Top of SELECTED EXTRACT
Bills’ Hamlin sedated in critical condition following on-field collapse; game will not be resumed this week
The game will not be resumed this week, NFL Commissioner Roger Goodell says
(WVUE) - Thoughts and prayers have poured in from all over the world for Damar Hamlin, a Buffalo Bills player who collapsed on the field during a Monday Night Football game with the Cincinnati Bengals in the first quarter.
Hamlin, 24, is currently in a hospital and listed in critical condition after first responders administered life-saving measures on the field immediately after a collision between him and Bengals wide receiver Tee Higgins.
A team statement says that Hamlin suffered cardiac arrest after the hit and that medical personnel on the field restored his heartbeat before transferring him to a local hospital.
Hamlin’s representative, Jordan Rooney, says he was sedated and a breathing tube was inserted.
“His vitals are back to normal and they have put him to sleep to put a breathing tube down his throat,” Rooney said. “They are currently running tests.”
Rooney tweeted a statement from Hamlin’s family just before 11 a.m. on Tuesday.
NFL Commissioner Roger Goodwell informed both teams that the game will not be resumed this week.
Bottom of SELECTED EXTRACT
Top of DATA SECTION
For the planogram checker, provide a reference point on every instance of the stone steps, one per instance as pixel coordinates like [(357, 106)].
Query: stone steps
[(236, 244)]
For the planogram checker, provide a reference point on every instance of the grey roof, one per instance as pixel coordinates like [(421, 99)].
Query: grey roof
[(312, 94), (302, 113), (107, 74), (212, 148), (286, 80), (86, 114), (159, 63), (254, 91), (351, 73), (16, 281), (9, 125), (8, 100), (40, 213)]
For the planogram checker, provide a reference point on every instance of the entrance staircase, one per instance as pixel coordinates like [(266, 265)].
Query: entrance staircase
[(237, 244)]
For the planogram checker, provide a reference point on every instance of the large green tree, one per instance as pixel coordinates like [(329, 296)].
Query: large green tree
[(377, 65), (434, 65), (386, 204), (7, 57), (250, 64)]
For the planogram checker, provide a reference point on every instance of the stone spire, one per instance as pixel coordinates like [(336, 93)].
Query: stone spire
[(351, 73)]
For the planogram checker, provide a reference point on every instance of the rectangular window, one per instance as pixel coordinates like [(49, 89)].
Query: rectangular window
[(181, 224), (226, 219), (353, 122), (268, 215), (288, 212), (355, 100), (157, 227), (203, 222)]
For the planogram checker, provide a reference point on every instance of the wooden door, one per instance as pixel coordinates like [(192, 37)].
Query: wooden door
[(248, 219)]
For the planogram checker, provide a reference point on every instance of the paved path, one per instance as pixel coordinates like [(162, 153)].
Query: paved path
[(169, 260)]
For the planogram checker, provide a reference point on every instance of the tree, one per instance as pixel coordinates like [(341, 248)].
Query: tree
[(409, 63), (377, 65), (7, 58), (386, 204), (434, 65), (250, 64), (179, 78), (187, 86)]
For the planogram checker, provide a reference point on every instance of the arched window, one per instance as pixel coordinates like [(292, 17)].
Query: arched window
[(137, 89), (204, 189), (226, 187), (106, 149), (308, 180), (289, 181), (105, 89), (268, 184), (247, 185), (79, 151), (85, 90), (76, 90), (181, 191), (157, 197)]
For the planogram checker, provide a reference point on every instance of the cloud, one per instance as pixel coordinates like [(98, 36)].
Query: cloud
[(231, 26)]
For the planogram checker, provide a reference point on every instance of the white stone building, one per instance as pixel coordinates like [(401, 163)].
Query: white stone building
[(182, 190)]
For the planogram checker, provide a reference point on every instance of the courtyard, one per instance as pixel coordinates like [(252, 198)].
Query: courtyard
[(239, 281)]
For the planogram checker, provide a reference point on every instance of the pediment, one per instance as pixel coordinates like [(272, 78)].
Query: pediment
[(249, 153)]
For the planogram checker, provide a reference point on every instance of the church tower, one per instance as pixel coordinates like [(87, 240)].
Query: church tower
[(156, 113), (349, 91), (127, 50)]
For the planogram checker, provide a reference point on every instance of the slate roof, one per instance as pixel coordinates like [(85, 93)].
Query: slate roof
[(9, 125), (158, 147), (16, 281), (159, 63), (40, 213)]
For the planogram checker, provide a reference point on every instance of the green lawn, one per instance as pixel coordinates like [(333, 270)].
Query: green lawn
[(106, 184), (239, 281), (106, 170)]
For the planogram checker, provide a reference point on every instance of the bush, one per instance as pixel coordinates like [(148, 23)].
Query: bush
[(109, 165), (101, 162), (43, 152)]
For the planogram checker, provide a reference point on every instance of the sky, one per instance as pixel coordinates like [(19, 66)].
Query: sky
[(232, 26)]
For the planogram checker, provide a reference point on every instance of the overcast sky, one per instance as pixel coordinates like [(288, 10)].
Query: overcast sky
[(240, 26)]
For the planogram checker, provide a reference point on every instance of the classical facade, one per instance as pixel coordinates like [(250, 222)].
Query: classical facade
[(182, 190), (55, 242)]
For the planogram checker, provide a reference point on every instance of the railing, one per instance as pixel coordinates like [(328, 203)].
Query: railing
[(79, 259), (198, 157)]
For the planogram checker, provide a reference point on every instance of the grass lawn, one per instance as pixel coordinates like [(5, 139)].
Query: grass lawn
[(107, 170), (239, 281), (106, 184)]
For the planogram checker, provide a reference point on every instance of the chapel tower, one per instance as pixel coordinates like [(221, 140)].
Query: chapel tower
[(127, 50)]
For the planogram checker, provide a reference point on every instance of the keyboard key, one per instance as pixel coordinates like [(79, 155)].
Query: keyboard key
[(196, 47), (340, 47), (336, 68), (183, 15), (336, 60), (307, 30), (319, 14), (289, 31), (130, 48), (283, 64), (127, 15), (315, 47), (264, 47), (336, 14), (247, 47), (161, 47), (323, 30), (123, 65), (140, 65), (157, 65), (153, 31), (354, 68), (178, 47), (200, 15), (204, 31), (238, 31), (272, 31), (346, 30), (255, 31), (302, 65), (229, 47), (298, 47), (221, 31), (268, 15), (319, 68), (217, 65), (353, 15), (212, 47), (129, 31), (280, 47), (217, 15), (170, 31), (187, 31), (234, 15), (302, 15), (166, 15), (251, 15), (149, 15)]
Bottom of DATA SECTION
#### QUESTIONS
(a) In the news report on Damar Hamlin's collapse, who is named as Hamlin's representative?
(b) Write the next part of the news report on Damar Hamlin's on-field collapse.

#### ANSWERS FOR THE EXERCISE
(a) Jordan Rooney

(b)
Bills insider Vic Carucci says that another option could be a leaguewide decision to add a 19th week to the NFL regular season that would allow the Bills and Bengals to complete all of their remaining games before the postseason.
According to the American Heart Association, cardiac arrest is not the same as a heart attack, however, any known heart condition can cause cardiac arrest. The AHA says that cardiac arrest results from electrical disturbances that cause the heart to suddenly stop beating properly and that if steps aren’t immediately taken, it can result in death.
Commotio Cordis is defined by the AHA as a disruption of a heart rhythm after blunt force trauma over the heart at a key time during the heartbeat cycle and they say that it can cause cardiac arrest. Although the phenomenon is rare, when it does occur, it mostly occurs in boys and young men during sports. The AHA says it’s the leading cause of death in youth baseball in the U.S. which occurs in up to two to three cases per year.